▶ [Work task 1] Reproduce word for word the part of the June 2008 Soundings newsletter from "Sandra, thank you" up to and including "speaks to me.".
▶ [Work task 2] In the June 2008 Soundings newsletter, turn the paragraph beginning "David Lloyd writes—The School of Christian Living" into a short bulleted list that keeps its main facts.

▶ [Page text]

June 2008 Soundings

This issue of Soundings includes:


Letters from friends, report from the Life Story Class and the Race and Diversity conversation





Tuesdays, June 24–July 29—School of Christian Living (see story).




David Lloyd writes—The School of Christian Living will sponsor a six-week class, "Spiritual Growth through Cinema," beginning on June 24, under the leadership of Kevin Barwick and David Lloyd. We will view and discuss scenes in six modern films that illustrate challenges to Christians in our spiritual development. Bring a brown-bag supper; class will start promptly at 7 p.m. and continue to 9:30. Popcorn will be provided! Advance signups are not required—come for as many weeks as you can.




Sandra Miller writes—For those of you who were present May 18 for the sermon, which dealt with race and diversity, the following will be a reminder of the questions and thoughts we came up with during our Third Sunday dialogue after the service. For those of you who couldn’t stay but are interested in joining the conversation, this will give you some idea of what is present in the minds of those who came that will inform some of our future conversations. They are presented here in the order they were offered by the participants:


What are the perspectives from the media that influence us, and how can we deal with that?

What are our different perspectives in this community of communities?

What do our different experiences mean in relation to our perspectives?

How can we nurture our individual and communal perspectives?

How do we overcome ingrained fear?

We are spiritual beings—what is needed to believe we are loved and can

love? Love in action.

What is our responsibility for action, and how do we apply objective measures to gauge those actions?

Why did God make us different?

How can we bring our gifts of deep listening to one another to grow into hearing our communal stories?

Transformation comes from the renewal of the mind.

We treasure our differences but not our sameness.


Please look for the announcement of the next discussion.


Also, Judy Lantz sends a follow-up email to the sermon:

Sandra, thank you for pulling all the information together. There is a book I recommend having to do with Rev. T’s sharing at the meeting. The book is "Journey of Souls, Case Studies of Life Between Lives" by Michael Newton, 13th printing 2002, ISBN 1-56718-485-5 (pbk.) I was unsure if Christian scholars would embrace this concept. It’s pretty unusual but really speaks to me.

▶ [Data]
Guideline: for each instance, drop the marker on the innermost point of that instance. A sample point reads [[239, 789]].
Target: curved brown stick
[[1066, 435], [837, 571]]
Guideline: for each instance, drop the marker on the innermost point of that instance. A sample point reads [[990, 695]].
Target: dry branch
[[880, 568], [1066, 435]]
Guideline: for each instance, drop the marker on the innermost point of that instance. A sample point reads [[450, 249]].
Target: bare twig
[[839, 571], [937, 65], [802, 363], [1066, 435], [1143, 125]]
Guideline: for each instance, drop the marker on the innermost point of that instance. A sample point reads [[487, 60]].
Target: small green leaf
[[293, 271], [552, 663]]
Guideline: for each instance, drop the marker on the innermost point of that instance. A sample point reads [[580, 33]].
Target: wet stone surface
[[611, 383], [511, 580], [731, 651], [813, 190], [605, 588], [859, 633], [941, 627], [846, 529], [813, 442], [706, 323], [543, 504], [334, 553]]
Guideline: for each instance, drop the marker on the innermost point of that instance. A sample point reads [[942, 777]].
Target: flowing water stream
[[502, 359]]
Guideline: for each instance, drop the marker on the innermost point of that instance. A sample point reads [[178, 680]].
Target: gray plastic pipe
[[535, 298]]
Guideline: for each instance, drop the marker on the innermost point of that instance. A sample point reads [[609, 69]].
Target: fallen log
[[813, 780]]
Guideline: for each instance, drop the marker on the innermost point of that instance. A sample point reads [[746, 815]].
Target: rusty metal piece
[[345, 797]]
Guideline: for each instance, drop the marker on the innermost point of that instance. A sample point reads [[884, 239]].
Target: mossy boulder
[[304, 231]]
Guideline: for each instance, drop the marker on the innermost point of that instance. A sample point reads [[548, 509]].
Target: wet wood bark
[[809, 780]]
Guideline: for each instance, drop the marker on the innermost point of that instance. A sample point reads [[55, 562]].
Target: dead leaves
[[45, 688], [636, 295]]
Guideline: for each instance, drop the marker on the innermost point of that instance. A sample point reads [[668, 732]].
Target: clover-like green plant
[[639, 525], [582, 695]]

▶ [Response area 1]
Sandra, thank you for pulling all the information together. There is a book I recommend having to do with Rev. T’s sharing at the meeting. The book is "Journey of Souls, Case Studies of Life Between Lives" by Michael Newton, 13th printing 2002, ISBN 1-56718-485-5 (pbk.) I was unsure if Christian scholars would embrace this concept. It’s pretty unusual but really speaks to me.

▶ [Response area 2]
- Sponsor: the School of Christian Living
- Class: "Spiritual Growth through Cinema," six weeks, beginning June 24
- Leaders: Kevin Barwick and David Lloyd
- Content: viewing and discussing scenes from six modern films that illustrate challenges to Christians in spiritual development
- Time: 7 p.m. to 9:30; bring a brown-bag supper; popcorn provided
- Signup: not required in advance; attend as many weeks as possible